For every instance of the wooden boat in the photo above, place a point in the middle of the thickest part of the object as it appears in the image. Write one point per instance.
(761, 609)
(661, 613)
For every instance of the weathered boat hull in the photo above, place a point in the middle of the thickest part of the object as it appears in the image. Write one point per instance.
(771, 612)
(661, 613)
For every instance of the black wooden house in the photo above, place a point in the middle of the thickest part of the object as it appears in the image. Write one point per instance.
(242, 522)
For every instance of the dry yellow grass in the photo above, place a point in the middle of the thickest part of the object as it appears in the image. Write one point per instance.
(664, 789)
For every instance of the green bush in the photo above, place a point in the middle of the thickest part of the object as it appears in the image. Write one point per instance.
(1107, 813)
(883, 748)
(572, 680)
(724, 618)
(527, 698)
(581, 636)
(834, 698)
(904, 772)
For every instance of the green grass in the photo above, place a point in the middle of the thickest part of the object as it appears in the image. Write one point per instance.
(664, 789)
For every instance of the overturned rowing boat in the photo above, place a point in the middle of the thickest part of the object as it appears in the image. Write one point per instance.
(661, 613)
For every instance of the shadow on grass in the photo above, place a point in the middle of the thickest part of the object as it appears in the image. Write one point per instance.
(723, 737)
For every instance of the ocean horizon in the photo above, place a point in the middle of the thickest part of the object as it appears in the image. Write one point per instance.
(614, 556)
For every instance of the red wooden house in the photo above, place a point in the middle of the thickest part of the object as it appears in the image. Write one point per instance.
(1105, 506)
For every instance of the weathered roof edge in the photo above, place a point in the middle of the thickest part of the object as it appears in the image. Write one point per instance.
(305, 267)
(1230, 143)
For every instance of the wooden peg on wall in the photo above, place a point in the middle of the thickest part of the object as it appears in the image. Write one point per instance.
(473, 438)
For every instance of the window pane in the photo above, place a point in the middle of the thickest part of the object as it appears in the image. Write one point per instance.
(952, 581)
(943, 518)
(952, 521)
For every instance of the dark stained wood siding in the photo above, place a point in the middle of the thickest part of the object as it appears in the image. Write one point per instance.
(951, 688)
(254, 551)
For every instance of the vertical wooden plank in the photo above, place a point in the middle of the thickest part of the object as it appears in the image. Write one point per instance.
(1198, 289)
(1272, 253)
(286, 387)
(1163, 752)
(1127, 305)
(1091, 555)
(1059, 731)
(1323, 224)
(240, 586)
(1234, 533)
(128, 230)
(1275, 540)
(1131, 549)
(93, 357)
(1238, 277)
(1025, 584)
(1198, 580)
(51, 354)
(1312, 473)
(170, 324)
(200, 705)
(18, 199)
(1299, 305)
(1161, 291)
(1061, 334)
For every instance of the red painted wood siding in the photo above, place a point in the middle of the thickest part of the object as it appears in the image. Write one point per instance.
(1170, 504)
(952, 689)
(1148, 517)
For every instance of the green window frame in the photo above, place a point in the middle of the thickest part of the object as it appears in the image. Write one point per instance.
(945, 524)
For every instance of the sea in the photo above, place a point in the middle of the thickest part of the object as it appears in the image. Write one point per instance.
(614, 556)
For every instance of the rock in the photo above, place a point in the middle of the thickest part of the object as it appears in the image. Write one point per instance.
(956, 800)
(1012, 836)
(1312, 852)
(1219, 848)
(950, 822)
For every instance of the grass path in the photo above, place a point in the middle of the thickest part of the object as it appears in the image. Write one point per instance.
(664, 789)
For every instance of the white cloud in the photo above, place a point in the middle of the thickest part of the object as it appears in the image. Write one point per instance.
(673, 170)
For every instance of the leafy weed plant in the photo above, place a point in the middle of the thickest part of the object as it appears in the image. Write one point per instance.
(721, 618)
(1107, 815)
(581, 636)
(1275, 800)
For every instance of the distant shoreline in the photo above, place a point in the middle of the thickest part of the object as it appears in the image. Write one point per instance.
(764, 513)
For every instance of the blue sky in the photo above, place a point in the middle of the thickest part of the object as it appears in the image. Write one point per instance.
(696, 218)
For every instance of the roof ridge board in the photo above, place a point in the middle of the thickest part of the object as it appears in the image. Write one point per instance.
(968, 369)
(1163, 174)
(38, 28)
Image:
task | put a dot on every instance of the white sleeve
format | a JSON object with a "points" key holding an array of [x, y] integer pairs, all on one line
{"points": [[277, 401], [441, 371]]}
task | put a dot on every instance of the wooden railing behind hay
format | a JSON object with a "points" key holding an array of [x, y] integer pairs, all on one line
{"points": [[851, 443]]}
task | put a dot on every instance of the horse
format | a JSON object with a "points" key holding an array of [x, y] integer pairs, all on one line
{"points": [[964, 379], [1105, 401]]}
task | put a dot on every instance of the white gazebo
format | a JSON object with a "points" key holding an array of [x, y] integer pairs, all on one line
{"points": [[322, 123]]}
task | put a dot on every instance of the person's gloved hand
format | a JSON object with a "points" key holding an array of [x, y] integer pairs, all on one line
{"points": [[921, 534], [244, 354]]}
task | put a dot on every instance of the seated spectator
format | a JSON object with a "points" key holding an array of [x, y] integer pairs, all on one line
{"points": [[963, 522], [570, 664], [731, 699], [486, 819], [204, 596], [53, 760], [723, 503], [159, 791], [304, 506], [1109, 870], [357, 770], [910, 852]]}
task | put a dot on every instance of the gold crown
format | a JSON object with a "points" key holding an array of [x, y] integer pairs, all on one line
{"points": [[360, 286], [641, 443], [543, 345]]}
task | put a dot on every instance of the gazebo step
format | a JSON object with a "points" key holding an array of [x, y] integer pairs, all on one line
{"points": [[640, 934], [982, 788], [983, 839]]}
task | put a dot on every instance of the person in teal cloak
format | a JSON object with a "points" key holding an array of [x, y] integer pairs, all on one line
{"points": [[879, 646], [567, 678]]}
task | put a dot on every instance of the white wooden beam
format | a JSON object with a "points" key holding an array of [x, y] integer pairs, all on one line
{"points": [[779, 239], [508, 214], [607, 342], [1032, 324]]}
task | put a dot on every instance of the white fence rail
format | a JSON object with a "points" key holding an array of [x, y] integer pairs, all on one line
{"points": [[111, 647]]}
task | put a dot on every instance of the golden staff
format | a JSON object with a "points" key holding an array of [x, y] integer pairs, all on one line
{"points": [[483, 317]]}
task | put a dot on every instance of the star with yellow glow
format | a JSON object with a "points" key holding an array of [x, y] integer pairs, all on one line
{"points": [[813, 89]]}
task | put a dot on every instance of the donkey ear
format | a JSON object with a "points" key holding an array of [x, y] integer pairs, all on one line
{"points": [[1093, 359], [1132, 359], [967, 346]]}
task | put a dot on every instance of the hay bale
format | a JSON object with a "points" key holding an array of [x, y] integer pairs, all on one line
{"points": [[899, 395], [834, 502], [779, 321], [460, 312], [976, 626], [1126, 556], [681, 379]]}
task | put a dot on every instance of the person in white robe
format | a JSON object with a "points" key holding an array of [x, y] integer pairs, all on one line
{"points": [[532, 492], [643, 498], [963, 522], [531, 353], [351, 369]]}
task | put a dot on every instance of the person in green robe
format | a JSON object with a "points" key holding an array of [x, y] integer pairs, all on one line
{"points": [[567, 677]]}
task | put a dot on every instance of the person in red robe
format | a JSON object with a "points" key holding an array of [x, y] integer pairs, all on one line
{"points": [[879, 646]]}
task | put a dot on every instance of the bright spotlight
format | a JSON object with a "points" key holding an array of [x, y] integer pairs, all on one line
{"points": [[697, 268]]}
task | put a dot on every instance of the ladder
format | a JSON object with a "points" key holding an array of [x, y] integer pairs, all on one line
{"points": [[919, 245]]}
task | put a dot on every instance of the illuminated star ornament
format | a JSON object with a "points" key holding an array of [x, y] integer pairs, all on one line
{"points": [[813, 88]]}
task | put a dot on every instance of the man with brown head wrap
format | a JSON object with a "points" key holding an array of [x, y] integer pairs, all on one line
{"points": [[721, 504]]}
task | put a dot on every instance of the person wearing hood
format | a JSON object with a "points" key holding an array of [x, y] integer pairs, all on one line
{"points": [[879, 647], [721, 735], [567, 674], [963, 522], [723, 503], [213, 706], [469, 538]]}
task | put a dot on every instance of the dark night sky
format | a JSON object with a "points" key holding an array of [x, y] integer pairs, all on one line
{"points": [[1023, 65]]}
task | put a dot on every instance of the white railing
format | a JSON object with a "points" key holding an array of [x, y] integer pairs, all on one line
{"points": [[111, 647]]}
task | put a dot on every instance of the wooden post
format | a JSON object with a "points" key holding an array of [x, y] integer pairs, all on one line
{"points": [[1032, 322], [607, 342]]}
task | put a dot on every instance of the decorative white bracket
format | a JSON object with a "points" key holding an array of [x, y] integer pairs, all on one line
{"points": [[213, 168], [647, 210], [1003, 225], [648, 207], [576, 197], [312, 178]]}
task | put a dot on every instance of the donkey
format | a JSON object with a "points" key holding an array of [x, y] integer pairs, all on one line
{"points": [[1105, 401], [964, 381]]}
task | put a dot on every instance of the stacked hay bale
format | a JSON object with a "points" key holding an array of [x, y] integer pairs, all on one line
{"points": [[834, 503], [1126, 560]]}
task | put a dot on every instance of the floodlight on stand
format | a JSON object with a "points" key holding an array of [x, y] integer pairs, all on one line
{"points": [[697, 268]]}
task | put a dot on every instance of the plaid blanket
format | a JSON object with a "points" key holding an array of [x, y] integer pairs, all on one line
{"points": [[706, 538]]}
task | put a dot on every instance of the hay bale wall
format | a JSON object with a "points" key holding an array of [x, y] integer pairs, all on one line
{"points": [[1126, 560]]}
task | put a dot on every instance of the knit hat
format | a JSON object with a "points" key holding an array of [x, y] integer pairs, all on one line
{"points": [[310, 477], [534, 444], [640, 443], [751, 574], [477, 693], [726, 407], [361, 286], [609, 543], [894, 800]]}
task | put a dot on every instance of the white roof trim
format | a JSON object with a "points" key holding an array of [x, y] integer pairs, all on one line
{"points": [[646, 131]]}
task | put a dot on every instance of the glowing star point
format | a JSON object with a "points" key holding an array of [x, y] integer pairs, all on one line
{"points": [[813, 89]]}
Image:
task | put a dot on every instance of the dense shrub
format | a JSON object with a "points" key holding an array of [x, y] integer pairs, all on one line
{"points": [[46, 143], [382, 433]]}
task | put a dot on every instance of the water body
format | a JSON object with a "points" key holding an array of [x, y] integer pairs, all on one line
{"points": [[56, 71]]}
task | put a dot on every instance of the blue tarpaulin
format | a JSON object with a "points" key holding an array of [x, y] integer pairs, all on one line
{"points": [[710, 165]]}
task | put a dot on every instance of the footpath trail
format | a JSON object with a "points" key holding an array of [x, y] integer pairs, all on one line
────────────────────
▶ _INSTRUCTIONS FOR THE TASK_
Which lines of the data above contain the string "donkey"? Copy each of them.

▶ _REPLY TO THE EXERCISE_
task | put a dot on every instance of the donkey ear
task | put a dot on every instance of the donkey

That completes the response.